課題 1 | 本文で、Amazon Novaが扱えるとされているデータの種類をすべて挙げてください。
課題 2 | 本文の「サービス開始後約半年が経過し、モデルの追加や活用事例なども出てきました。」から「声を扱うことができるんだよ。」までを、一字も変えずに書き写してください。

本文 |
================================
Amazon Novaは、AWSが提供する基盤モデルです。
2024年12月3日にリリースされ、Amazon Bedrockで利用することができます。
サービス開始後約半年が経過し、モデルの追加や活用事例なども出てきました。
この記事では、改めてAmazon Novaについて基礎から理解し、活用方法をイメージできるような内容をまとめました。
Amazon Novaについて知らないので理解したい方、おさらいしたい方におすすめです。
Amazon Novaとは
さて、Amazon Novaについて詳しく見ていきましょう。

Amazon Novaって何なのかな?

AWSが提供するAIモデルで、テキストだけでなく画像、動画、音声を扱うことができるんだよ。
Amazon BedrockではAIプロバイダーより提供される多くのモデルを選ぶことができますが、AWSが提供するモデルも含まれており、それがAmazon Novaです。
================================
データ抜粋 |
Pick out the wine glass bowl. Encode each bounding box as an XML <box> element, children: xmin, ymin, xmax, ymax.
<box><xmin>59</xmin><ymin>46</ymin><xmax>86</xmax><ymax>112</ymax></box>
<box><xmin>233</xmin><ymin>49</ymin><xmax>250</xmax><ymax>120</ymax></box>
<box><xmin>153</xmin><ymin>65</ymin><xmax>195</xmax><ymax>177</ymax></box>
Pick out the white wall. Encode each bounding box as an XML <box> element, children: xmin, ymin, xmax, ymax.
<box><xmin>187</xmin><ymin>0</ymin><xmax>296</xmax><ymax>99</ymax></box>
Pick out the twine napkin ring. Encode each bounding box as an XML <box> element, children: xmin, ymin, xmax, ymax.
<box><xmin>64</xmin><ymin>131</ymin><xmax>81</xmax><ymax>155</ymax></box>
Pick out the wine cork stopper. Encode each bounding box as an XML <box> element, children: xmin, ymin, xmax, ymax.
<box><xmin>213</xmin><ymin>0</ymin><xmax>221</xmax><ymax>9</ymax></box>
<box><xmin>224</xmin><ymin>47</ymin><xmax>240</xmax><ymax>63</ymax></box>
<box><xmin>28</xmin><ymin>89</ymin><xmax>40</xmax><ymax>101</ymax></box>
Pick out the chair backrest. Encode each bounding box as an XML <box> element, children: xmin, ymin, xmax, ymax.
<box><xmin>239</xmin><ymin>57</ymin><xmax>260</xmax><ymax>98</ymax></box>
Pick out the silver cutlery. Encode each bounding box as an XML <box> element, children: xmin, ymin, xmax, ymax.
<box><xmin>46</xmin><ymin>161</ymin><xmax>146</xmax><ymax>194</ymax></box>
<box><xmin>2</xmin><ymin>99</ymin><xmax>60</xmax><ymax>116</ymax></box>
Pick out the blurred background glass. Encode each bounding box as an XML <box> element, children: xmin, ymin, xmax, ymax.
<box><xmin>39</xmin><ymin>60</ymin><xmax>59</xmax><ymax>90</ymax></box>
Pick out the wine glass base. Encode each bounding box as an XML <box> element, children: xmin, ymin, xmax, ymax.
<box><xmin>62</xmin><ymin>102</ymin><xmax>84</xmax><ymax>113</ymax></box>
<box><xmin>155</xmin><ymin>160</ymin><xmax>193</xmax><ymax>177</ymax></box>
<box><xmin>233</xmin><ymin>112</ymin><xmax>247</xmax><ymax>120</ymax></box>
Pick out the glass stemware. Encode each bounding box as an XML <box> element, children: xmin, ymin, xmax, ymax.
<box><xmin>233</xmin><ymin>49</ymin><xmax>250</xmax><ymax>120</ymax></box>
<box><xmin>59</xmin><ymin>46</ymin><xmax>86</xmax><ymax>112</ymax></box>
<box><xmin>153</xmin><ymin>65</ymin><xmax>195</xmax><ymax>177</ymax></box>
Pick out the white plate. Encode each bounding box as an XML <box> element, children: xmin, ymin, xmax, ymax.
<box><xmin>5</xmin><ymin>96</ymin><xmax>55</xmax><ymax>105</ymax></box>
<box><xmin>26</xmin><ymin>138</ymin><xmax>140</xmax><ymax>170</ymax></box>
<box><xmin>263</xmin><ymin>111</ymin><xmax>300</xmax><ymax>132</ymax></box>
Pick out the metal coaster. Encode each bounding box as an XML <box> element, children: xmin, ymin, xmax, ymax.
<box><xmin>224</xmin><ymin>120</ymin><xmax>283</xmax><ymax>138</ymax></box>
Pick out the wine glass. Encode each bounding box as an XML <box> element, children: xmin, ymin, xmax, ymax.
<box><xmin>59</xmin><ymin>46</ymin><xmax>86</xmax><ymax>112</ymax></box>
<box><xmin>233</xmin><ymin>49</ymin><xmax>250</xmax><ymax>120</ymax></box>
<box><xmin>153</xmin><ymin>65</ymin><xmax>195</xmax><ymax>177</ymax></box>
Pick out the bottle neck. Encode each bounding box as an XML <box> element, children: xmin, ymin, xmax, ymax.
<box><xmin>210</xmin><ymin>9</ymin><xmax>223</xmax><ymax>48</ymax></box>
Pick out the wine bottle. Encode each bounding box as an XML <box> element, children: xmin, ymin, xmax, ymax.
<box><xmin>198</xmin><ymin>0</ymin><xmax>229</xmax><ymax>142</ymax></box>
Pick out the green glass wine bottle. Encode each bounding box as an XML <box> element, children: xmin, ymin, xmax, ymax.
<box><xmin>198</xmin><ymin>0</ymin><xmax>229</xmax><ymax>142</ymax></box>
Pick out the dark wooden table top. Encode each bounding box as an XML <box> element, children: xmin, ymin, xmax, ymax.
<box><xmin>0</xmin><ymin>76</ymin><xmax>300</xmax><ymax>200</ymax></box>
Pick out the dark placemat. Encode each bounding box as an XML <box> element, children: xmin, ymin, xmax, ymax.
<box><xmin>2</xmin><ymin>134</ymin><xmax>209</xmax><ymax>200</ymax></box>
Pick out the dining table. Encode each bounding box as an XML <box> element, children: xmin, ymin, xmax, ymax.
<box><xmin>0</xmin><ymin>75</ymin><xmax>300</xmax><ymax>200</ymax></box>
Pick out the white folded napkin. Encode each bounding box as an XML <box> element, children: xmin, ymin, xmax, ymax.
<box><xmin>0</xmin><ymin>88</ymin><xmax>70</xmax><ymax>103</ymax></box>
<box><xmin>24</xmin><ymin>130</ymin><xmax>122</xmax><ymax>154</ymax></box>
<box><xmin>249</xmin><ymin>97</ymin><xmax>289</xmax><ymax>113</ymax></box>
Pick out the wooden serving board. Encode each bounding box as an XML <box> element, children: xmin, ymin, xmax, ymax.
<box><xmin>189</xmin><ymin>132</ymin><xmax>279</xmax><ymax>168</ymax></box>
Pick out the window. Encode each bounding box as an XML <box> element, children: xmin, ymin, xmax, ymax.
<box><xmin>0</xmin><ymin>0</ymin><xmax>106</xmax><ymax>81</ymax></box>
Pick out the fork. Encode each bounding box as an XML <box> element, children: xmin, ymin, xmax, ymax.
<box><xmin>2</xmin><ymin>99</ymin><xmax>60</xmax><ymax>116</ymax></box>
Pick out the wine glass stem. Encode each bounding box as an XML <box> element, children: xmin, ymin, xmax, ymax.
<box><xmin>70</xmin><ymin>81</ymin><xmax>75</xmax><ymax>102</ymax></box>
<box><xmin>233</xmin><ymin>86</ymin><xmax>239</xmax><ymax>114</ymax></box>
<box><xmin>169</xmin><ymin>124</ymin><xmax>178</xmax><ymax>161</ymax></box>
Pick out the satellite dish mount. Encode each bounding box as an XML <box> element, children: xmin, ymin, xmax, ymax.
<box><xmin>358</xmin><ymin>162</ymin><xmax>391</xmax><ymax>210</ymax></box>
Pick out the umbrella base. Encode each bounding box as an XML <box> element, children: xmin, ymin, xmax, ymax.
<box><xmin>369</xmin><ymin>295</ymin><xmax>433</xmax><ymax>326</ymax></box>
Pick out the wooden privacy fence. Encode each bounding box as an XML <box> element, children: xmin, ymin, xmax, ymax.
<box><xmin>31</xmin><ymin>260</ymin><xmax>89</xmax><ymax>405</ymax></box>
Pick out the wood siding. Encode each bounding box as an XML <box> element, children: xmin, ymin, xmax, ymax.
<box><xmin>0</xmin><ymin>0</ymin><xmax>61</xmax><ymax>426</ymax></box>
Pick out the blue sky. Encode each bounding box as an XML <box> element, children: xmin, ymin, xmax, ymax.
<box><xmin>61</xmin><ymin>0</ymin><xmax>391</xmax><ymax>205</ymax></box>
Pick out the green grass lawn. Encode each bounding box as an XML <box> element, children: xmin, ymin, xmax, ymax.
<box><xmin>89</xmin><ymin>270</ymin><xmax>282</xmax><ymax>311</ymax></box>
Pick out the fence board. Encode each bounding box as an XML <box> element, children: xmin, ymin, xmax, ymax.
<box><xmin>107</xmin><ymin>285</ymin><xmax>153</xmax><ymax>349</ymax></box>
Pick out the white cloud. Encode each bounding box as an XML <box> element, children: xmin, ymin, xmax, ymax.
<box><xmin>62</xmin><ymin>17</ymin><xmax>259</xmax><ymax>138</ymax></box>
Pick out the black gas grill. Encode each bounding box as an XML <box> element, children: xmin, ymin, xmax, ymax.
================================
解答 1 | テキスト、画像、動画、音声

解答 2 |
サービス開始後約半年が経過し、モデルの追加や活用事例なども出てきました。
この記事では、改めてAmazon Novaについて基礎から理解し、活用方法をイメージできるような内容をまとめました。
Amazon Novaについて知らないので理解したい方、おさらいしたい方におすすめです。
Amazon Novaとは
さて、Amazon Novaについて詳しく見ていきましょう。

Amazon Novaって何なのかな?

AWSが提供するAIモデルで、テキストだけでなく画像、動画、音声を扱うことができるんだよ。